● Requirement
Retype the part of the listing below that runs from its start through the line containing "(1113, 223)", including both ends. Leave the pictures out of your answer.

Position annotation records
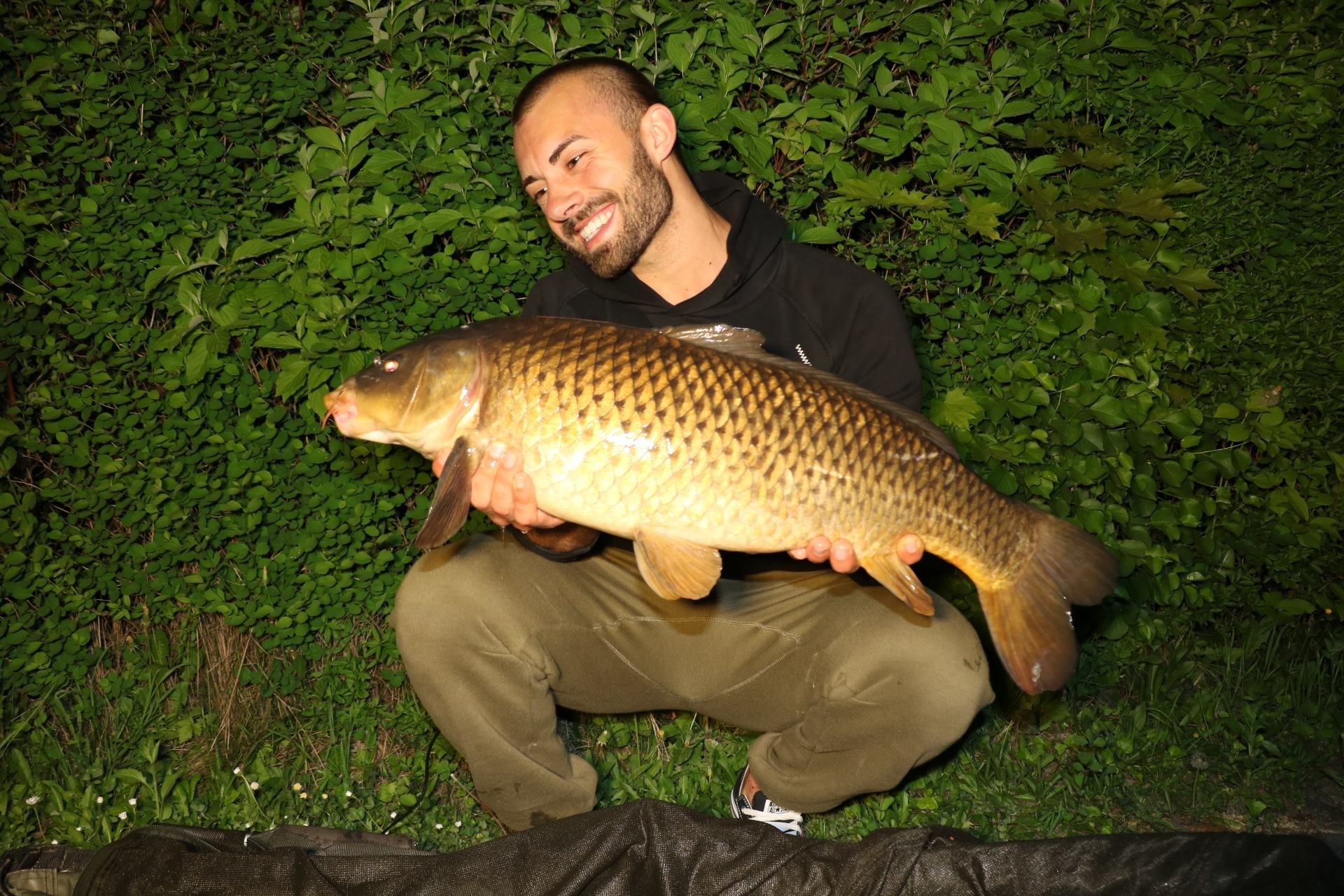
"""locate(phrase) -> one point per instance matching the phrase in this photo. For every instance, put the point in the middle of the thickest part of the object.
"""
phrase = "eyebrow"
(555, 155)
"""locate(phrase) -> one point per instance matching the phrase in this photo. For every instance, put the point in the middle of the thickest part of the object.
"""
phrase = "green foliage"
(1113, 223)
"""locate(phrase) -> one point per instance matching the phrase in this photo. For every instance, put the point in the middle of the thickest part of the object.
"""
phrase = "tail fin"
(1028, 615)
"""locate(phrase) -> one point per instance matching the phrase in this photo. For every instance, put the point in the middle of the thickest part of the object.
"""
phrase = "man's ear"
(657, 132)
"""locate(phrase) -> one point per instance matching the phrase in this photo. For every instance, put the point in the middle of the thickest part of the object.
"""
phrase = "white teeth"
(596, 225)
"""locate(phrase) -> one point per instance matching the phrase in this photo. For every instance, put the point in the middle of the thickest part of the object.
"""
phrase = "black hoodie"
(811, 307)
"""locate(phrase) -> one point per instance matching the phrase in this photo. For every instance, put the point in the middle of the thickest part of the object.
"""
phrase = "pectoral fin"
(452, 500)
(673, 567)
(901, 580)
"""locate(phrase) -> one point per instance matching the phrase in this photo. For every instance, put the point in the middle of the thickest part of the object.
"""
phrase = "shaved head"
(619, 85)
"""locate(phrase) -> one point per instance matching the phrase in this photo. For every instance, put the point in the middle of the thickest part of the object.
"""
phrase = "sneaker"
(765, 811)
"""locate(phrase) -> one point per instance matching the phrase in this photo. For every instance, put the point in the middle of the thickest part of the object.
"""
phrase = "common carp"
(694, 440)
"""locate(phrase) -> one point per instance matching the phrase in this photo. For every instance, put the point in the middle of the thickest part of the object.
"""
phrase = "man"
(851, 688)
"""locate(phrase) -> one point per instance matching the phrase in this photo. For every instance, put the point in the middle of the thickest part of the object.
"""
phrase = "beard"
(647, 203)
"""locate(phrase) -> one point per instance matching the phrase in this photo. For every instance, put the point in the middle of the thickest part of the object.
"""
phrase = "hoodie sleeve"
(878, 351)
(550, 296)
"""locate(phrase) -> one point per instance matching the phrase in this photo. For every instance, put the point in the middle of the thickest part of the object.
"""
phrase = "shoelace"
(790, 822)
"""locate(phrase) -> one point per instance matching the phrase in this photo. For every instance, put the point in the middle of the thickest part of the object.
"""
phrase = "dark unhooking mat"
(657, 848)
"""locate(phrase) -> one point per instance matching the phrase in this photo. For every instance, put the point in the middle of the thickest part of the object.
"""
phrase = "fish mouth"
(340, 407)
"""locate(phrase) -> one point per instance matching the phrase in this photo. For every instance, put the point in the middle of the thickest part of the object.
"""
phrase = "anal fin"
(452, 498)
(673, 567)
(901, 580)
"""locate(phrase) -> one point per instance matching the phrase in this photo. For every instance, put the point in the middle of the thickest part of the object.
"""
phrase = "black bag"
(657, 848)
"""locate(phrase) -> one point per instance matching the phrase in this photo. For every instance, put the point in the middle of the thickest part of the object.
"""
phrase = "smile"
(596, 223)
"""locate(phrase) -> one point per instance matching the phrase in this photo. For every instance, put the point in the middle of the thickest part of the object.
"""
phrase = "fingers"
(820, 550)
(910, 548)
(505, 493)
(843, 558)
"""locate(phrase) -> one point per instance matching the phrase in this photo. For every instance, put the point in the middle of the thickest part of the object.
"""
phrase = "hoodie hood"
(755, 238)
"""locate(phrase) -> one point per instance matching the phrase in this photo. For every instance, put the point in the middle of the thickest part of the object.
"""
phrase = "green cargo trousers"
(850, 687)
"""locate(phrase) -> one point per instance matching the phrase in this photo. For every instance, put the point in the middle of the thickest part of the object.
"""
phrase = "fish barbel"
(694, 440)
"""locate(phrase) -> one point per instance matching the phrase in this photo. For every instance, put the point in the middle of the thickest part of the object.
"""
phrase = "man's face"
(601, 194)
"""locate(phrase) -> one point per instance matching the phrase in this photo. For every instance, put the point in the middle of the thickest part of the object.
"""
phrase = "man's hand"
(504, 492)
(840, 552)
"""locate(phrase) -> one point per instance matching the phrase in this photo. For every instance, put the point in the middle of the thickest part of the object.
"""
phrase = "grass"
(1227, 729)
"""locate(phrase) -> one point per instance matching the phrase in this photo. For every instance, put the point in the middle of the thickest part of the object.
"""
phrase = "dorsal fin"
(748, 343)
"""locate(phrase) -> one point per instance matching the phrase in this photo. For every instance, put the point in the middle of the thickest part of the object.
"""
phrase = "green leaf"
(293, 374)
(280, 340)
(958, 409)
(983, 216)
(253, 248)
(946, 131)
(324, 137)
(818, 235)
(1109, 410)
(198, 360)
(1147, 203)
(1129, 41)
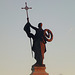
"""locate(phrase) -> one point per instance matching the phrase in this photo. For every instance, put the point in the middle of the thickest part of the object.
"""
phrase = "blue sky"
(15, 52)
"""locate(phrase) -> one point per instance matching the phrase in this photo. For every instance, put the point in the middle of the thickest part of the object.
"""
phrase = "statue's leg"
(30, 35)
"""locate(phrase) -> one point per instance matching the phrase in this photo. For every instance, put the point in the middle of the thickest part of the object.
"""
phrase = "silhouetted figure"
(39, 41)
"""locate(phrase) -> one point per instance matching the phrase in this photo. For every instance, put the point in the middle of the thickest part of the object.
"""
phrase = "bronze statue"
(40, 38)
(39, 41)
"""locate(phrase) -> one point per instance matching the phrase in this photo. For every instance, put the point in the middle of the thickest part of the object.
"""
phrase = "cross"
(26, 8)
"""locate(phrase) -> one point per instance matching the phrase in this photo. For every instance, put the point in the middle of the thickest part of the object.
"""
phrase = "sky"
(15, 49)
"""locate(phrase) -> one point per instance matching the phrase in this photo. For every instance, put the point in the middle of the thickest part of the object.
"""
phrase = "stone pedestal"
(38, 71)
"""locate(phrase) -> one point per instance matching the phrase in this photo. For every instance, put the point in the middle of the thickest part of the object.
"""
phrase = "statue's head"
(40, 25)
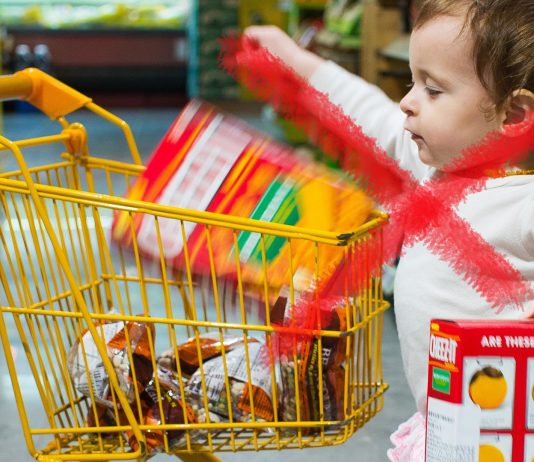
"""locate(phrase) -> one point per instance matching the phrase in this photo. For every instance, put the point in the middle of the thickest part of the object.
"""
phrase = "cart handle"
(43, 91)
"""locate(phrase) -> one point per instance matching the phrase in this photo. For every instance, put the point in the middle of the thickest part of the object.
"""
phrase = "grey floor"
(369, 444)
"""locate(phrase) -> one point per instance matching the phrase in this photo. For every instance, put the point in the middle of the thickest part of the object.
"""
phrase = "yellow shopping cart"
(66, 286)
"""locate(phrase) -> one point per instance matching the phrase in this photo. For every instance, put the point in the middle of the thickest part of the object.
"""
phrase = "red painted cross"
(417, 211)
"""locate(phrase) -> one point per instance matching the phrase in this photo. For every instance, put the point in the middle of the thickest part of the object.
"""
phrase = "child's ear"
(519, 114)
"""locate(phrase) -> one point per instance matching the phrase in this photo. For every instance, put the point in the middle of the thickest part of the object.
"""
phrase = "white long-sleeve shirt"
(426, 287)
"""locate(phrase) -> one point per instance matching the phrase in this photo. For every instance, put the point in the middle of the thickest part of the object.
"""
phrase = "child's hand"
(278, 43)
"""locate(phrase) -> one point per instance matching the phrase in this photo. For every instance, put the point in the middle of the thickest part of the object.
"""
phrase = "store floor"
(369, 444)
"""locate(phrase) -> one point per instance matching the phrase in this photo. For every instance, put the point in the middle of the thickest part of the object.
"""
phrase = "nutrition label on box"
(453, 432)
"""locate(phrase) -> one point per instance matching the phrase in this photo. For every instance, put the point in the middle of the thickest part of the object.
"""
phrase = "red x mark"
(418, 212)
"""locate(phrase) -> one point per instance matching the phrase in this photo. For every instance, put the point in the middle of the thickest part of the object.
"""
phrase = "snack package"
(87, 369)
(259, 384)
(214, 162)
(298, 349)
(174, 410)
(210, 345)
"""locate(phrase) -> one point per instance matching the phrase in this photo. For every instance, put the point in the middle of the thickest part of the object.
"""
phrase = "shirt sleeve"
(377, 115)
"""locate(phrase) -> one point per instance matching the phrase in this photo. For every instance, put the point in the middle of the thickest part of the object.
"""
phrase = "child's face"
(447, 107)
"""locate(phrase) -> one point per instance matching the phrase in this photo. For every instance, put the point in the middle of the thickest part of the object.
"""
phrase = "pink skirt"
(409, 440)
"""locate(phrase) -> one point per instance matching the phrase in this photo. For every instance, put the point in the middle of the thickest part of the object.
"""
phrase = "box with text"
(480, 391)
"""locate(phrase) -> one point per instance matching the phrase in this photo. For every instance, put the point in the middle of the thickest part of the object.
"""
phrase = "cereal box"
(480, 391)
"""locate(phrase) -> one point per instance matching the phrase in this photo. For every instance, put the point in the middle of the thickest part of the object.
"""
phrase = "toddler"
(472, 68)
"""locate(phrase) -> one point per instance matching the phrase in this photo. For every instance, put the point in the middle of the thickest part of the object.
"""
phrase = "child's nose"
(408, 104)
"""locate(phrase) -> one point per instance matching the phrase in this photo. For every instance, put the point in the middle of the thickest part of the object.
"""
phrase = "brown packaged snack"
(210, 346)
(298, 342)
(240, 384)
(86, 366)
(173, 409)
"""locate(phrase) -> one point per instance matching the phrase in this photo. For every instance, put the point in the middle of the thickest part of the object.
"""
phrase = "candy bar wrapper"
(210, 345)
(87, 369)
(174, 410)
(212, 161)
(241, 385)
(298, 350)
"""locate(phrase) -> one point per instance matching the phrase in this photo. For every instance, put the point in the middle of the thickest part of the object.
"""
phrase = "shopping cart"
(64, 279)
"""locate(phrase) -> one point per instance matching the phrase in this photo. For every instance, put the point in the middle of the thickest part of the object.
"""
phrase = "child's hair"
(503, 40)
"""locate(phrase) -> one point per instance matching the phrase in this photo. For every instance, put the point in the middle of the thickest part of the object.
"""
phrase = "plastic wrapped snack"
(298, 350)
(123, 341)
(240, 384)
(212, 161)
(209, 344)
(174, 410)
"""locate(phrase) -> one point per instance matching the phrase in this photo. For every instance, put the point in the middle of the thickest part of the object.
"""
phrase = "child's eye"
(432, 91)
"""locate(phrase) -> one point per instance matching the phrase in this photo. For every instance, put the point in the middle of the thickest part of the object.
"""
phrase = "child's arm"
(377, 114)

● Correct answer
"""locate(phrase) -> one point per instance matching the phrase in this photo. For every instance, put the point in the middle of the thickest part of the object.
"""
phrase = "eyebrow"
(555, 155)
"""locate(phrase) -> one point per instance matching the phrase in this photo. For every instance, put the point in the middle of the thickest part of the object.
"""
phrase = "green foliage"
(1113, 223)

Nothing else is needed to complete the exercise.